* EXERCISE GOAL *
After locating the line that holds "Mark every instance", output it and all following lines word for word, stopping only at the end of the data.

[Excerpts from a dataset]
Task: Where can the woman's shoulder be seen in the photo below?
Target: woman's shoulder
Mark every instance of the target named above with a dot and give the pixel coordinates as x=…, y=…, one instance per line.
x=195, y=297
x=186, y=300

* RESPONSE *
Mark every instance of the target named above with a dot and give the pixel coordinates as x=…, y=…, one instance per line.
x=195, y=297
x=186, y=300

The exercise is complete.